WYMAGANIA ZADANIA
Wyodrębnij z tekstu o cechach Japończyków fragment od słów „Można to zauważyć” aż do słów „nie zapięty rozporek.” włącznie, bez żadnych zmian.

TEKST STRONY
========================================

Japońską uniżoność, wielokrotne ukłony i podziękowania z powodu czasem błahych,
drobnych sytuacji, trudno bez drobnego zażenowania przyjąć w zdemokratyzowanym
świecie, ale przecież to okoliczności wymuszają inne zachowanie, to one kształtują nasze
reakcje. To właśnie okoliczności formują nasze relacje ze światem. I my się do nich
dostosowujemy. Frapują mnie jeszcze inne cechy Japończyków. To kontrola, brak
zapalczywości, unikanie konfliktu więc dążenie do kompromisu, cierpliwość w dochodzeniu
do rezultatu, dbałość i niesamowite poczucie obowiązku wobec innych, i służby dla innych.
Można to zauważyć nawet w pozornie błahych sytuacjach. Jeden z bohaterów sztuki Becketta
„Czekając na Godota” mówi do drugiego: - Chyba matka ci mówiła, by nie zaniedbywać
najdrobniejszych rzeczy - karcąc go za nie zapięty rozporek.

========================================

Wpisy z oznaczeniem położenia obiektów:
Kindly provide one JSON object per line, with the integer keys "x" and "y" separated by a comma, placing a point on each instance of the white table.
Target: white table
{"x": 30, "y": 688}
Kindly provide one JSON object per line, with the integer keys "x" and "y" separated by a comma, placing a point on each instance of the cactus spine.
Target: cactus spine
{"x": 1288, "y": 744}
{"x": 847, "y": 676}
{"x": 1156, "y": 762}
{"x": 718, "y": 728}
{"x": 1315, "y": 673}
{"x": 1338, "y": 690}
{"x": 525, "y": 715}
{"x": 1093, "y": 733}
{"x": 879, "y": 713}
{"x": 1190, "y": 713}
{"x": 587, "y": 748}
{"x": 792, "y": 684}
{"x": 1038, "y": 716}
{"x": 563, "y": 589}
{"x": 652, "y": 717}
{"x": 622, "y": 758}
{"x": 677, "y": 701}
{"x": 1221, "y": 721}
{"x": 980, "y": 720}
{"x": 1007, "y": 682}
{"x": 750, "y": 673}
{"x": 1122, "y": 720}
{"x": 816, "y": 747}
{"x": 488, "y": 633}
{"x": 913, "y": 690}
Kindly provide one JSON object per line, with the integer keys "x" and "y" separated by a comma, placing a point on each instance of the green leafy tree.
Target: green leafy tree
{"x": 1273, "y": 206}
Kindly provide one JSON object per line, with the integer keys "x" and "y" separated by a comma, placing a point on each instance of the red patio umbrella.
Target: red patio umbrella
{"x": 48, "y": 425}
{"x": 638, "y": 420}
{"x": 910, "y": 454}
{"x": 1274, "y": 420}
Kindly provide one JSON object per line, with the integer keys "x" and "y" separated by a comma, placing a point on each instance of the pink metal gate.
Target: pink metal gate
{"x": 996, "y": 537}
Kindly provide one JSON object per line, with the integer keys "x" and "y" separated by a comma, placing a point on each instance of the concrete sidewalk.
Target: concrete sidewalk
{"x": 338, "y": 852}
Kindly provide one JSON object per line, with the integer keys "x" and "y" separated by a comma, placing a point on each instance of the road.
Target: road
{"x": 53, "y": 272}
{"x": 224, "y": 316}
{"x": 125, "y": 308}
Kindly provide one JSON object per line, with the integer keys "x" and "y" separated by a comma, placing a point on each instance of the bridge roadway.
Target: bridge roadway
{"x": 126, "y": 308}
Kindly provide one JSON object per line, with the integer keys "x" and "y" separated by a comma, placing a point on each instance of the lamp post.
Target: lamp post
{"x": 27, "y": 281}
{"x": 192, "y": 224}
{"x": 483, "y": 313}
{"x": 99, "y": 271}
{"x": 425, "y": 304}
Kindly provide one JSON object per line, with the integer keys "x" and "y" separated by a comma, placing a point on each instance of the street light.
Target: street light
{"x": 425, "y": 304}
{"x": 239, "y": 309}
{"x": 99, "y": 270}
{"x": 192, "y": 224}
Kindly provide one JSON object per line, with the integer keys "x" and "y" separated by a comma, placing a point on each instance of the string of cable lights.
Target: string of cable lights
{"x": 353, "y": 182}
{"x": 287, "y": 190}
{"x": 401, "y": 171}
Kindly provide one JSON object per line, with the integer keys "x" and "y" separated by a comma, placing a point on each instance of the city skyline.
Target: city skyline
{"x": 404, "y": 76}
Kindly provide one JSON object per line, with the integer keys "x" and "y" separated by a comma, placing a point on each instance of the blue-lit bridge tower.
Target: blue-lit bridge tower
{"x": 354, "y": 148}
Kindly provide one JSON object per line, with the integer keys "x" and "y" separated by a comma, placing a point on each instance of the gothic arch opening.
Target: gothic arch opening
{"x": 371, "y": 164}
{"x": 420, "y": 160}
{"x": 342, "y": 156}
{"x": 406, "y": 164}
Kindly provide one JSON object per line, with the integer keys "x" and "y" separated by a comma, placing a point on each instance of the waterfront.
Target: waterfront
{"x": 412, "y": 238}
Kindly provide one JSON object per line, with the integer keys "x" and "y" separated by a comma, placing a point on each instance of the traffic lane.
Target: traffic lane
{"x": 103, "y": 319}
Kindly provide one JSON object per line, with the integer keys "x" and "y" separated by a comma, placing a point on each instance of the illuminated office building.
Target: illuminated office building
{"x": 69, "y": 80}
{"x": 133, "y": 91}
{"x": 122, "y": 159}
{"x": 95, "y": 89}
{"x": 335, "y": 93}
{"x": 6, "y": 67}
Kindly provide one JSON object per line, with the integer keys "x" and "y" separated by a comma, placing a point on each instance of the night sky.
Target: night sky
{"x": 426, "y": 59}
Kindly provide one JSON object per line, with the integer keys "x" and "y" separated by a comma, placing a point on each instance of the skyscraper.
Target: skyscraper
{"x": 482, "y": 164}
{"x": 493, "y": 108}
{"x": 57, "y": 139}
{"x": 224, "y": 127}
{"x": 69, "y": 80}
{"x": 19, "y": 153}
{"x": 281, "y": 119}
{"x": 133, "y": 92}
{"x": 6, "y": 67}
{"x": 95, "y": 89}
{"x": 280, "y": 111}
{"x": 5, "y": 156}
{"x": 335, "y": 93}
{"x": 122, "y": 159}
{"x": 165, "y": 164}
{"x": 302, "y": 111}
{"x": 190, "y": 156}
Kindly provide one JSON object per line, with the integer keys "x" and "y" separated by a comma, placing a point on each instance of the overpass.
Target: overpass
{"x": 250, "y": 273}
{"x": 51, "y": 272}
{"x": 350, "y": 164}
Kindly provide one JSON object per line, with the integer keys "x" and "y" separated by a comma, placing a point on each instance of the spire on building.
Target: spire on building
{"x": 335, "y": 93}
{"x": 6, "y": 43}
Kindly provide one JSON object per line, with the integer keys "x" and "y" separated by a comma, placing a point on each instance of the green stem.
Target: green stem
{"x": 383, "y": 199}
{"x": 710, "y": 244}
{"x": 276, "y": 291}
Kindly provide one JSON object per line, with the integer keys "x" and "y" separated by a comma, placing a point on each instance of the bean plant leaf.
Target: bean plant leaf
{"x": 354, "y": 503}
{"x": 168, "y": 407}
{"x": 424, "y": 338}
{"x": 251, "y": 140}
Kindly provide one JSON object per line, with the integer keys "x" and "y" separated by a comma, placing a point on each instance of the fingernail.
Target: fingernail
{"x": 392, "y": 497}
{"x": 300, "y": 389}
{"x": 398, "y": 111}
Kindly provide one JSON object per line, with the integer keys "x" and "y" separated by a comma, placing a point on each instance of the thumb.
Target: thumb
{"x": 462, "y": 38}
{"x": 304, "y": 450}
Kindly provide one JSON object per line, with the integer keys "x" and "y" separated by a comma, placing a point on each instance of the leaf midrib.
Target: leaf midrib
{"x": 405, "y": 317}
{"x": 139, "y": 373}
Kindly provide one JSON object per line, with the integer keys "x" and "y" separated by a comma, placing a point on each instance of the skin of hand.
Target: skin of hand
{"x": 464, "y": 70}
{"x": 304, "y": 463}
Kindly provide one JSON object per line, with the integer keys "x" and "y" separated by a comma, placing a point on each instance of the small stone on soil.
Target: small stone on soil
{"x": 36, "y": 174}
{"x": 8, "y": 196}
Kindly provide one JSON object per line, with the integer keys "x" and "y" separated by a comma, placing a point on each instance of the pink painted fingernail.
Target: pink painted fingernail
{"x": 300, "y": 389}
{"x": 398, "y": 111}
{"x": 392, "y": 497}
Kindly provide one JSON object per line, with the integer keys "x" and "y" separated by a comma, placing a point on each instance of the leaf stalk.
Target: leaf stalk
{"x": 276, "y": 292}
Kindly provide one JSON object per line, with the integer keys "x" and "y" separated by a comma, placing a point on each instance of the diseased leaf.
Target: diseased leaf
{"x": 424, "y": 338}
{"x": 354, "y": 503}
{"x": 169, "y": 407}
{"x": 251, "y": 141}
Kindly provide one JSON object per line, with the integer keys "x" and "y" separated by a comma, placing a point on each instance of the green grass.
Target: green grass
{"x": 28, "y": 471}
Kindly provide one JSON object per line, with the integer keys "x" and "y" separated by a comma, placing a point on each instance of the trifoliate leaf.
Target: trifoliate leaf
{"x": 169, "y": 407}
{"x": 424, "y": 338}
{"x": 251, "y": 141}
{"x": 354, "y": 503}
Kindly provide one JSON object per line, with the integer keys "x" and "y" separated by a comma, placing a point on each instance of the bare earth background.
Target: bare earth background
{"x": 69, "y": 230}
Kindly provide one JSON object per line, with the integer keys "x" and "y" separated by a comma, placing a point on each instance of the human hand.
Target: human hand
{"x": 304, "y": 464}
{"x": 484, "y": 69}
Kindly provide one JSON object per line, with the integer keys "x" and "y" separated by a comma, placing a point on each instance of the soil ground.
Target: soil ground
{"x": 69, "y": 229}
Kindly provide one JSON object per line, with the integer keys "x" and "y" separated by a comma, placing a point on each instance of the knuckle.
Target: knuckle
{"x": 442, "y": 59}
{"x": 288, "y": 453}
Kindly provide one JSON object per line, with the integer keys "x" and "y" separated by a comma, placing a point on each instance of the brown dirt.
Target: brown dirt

========================================

PEŁNA ODPOWIEDŹ
Można to zauważyć nawet w pozornie błahych sytuacjach. Jeden z bohaterów sztuki Becketta
„Czekając na Godota” mówi do drugiego: - Chyba matka ci mówiła, by nie zaniedbywać
najdrobniejszych rzeczy - karcąc go za nie zapięty rozporek.